▶ _Given problem a_:
Please duplicate the records below, beginning with their first line and continuing through the line that contains "(100, 9), (119, 31)", with both of those lines included.

Every time Jeff Fahey stars in a cheap, poorly done piece of direct-to-video slop, an angel gets its wings.
Right now, by my count, there are about three angels in heaven still taking the bus to work.
And you can tell right off that this one's going to be a doozy. We kick it off with a girl waiting on the side of a road in the countryside for a football player to show up. He then proceeds to give her a bunch of stories about why it took him so long, ending with the line, "you look good enough to DIE for!"
And before the audience can spit back an acerbic, "Oh, you WILL!", he takes three shots in the stomach from a trio of masked men.
Funny, though...their weapons look strangely like paintball guns. Anyone with a pause button on their DVD player will be able to see it fairly readily--just pause after Mr. Football Hero takes his gutshots.
And surprise surprise...they ARE paintball guns! But I've never seen paintball guns with muzzle flashes before...but anyway. Awful and awfully predictable joke aside, we carry on with the plot, if this piece of inexcusable tripe can be called a plot. Basically, what's going on here is that a former professor at a Catholic girls' school is stalking one of the students, and it ends poorly. Poorly as in a school-consuming fireball. But when an English documentary team comprised of one of the surviving girls goes back to investigate, Things Go Wrong once again.
Leading us to our first plot hole of the day...for an abandoned girls' school that just had a fireball race through its upper half, it looks really, REALLY well maintained.
It's plain to see that the documentary crew is out to build the best performance it can at the cost of its participants. Meanwhile, a serial killer in a rain slicker is stalking the documentary crew and its participants.
I recommend bringing a book along if you watch this, because the first hour or so is a yawn big enough to cure insomnia. The last half-hour is a bit better because that's where all the "survival horror" events kick in, and even then it's slow and poorly done.
Frankly, the whole MOVIE is slow and poorly done. Jeff Fahey's incredibly lethargic performance watches as though it were on stilts, and the rest of the cast of assorted no-names is unbelievable and wholly unsympathetic.
And while I'm at it, Michael Ironside, what the hell are you DOING in this picture?? You're a GOOD actor! Why are you wasting your time with slop that considers Jeff Fahey a big enough actor to get top billing?!
The ending is, once again, poorly done. It's not that much of a twist to begin with except for its sheer improbability.
Fallen Angels is pure and simple garbage, shovelreel at its very worst. It robs better movies with bigger budgets of plotlines ("Fallen Angels" is at its lowest terms really little more than a hybrid of "Scream" and "Urban Legend" with some minor alterations thrown in), and refuses to make anything new or interesting out of what it doesn't steal directly.
The extra features menu is a perfect metaphor for the quality of the film, that is to say, none at all. There ARE no special features. No commentary or deleted scenes or filmographies. Not even a subtitle or options for a change in audio quality.
So, all in all, Fallen Angels is just one more sad retread of films that were already a little tired when they were first released.
Miner's Massacre
*
Directed by John Carl Buechler
R
90 mins
I find myself personally offended by movies that won't start until they've run half a dozen trailers, and Miner's Massacre does just that. The fact that there's no way around it, no way to cancel or fast forward or do anything BUT sit and watch trailers for perfectly awful movies that I've in many cases seen already (refer to my previous review of Snake Island, and you'll see what I mean) just infuriates me.

▶ _Exercise material_:
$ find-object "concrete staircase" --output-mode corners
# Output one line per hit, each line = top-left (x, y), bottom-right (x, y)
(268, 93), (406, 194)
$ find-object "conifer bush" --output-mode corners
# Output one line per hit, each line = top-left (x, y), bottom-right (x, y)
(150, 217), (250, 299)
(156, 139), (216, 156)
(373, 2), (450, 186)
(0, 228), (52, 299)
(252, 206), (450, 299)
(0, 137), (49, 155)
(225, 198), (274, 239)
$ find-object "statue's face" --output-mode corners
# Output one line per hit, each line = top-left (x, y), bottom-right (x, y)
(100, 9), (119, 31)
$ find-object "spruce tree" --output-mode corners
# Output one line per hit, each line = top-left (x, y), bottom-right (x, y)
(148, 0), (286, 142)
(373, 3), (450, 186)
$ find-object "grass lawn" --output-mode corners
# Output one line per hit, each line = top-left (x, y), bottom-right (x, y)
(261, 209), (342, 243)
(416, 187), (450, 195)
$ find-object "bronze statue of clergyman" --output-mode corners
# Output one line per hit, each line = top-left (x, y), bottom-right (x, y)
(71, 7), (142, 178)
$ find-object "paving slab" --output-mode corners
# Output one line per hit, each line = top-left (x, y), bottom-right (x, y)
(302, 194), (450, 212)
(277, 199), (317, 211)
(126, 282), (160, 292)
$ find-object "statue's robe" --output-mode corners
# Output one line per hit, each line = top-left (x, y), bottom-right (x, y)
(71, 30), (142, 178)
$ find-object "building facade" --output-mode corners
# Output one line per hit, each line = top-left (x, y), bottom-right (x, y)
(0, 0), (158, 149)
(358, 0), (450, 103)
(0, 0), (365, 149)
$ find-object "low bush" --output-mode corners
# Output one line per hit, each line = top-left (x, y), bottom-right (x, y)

▶ _Given problem b_:
Check each statement against the movie review above. Mark it yes or no and quote the words from the review that decide it.
(i) The Fallen Angels DVD has no special features.
(ii) The first hour of Fallen Angels is its strongest part.
(iii) The reviewer considers Michael Ironside a good actor.

▶ _Complete answer a_:
$ find-object "concrete staircase" --output-mode corners
# Output one line per hit, each line = top-left (x, y), bottom-right (x, y)
(268, 93), (406, 194)
$ find-object "conifer bush" --output-mode corners
# Output one line per hit, each line = top-left (x, y), bottom-right (x, y)
(150, 217), (250, 299)
(156, 139), (216, 156)
(373, 2), (450, 186)
(0, 228), (52, 299)
(252, 206), (450, 299)
(0, 137), (49, 155)
(225, 198), (274, 239)
$ find-object "statue's face" --output-mode corners
# Output one line per hit, each line = top-left (x, y), bottom-right (x, y)
(100, 9), (119, 31)

▶ _Complete answer b_:
(i) Yes: "There ARE no special features."
(ii) No: "the first hour or so is a yawn big enough to cure insomnia."
(iii) Yes: "You're a GOOD actor!"